In the first embodiment, there is one reality image capturing unit that captures the real space, and the image for the generation of the MR image and the image used for position calculation are common. However, the HMD 100 may have a plurality of reality image capturing units. In addition, an optical sensor may be used for position calculation instead of the reality image capturing unit.
Moreover, instead of the line-of-sight detection result according to the line of sight of the user, the result of the user's operation on the MR image may be used as the input information. For example, instead of the line-of-sight detection result, a result of a touch position on a display unit having a touch panel may be used. In addition, instead of the line-of-sight detection result, a gesture detection result indicating a specific position of the MR image may be used.
In the first embodiment, the time detection unit 105 generates the time stamp information for time management and identifies the acquisition time for each piece of data. In the second embodiment, the time detection unit 105 identifies the acquisition time for each piece of data by predicting the time required for processing, rather than generating time stamp information.
Processing of the second embodiment will be described with reference to the flow charts of FIG. 5A and FIG. 5B. The basic flow is the same as the flow charts in FIG. 3A to FIG. 3F, but different parts will be extracted and described.
FIG. 5A is a flow chart showing the processing of the time detection unit 105.
In step S501, the time detection unit 105 acquires processing load information L from the generation device 200. In components such as the position calculation unit 201 and the rendering unit 202, the processing time is unstable. For example, a data volume of content data (data used for rendering the virtual object) stored in the content DB 203 is considered to be the main cause for the variations in processing time. Thus, in the second embodiment, the processing load information L is the data volume of the content data. In addition, instead of the data volume of the content data, any parameter that causes variations in processing time of the rendering unit 202 and the like, can be used as the processing load information L.

Given material:

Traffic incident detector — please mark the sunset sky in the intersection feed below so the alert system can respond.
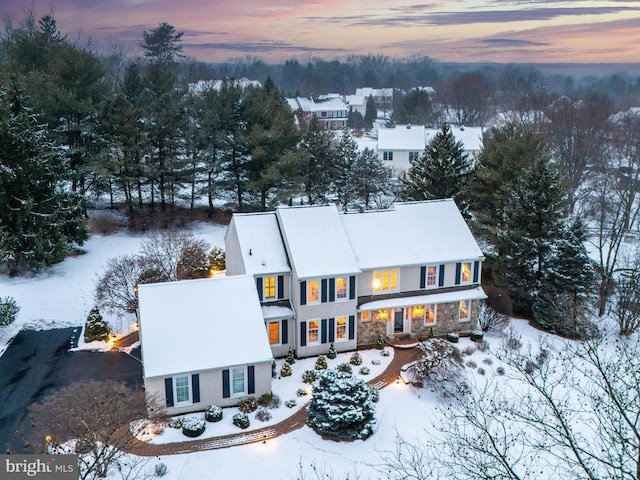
[0,0,640,63]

Exercise 1:
Answer these about the HMD passage, one answer per line, marked (a), (b), (c) like the questions.
(a) What may be used for position calculation instead of the reality image capturing unit?
(b) In the second embodiment, how does the time detection unit 105 identify the acquisition time for each piece of data?
(c) In the second embodiment, what is the processing load information L?
Exercise 2: Pick up the passage on the HMD's time detection after its final sentence and continue it.

Task response 1:
(a) An optical sensor.
(b) By predicting the time required for processing.
(c) The data volume of the content data.

Task response 2:
In step S502, the time detection unit 105 determines a predicted time D for delay according to the processing load information L. The predicted time D is the time from the time when the position calculation result of the real image for generating the virtual image is calculated to the time when the MR image Mb in which the virtual image is combined is displayed. In FIG. 4, the predicted time D is the time from when the calculation (determination) of the position of the marker by the position calculation unit 201 is completed (the end of the period 4310=the start of the period 4410) to when the MR image Mb is displayed (the point in time 4610=the point in time 4710) by the display unit 102. The predicted time D is a time measured (estimated) in advance according to the varying value of the processing load information L, and is a value uniquely determined with respect to the processing load information L.
In step S503, the time detection unit 105 acquires information about a delay time E from the line-of-sight detection unit 103. The delay time E is the time from the acquisition time (the display time of the MR image Mb) for the line-of-sight image to the time when the line-of-sight detection result is generated (acquired) from the line-of-sight image. In FIG. 4, the delay time E is the time from the acquisition of the line-of-sight image (the point in time 4710=the point in time 4610) to the end of the line-of-sight detection arithmetic by the line-of-sight detection unit 103 (starting point of the dotted line arrow toward the point in time 4810). The delay time E is a processing time that has been measured in advance, and is a constant value.
In step S504, the time detection unit 105 sends information about the predicted time D for delay and information about the delay time E to the log storage unit 205.
FIG. 5B is a flow chart showing the processing of the log storage unit 205.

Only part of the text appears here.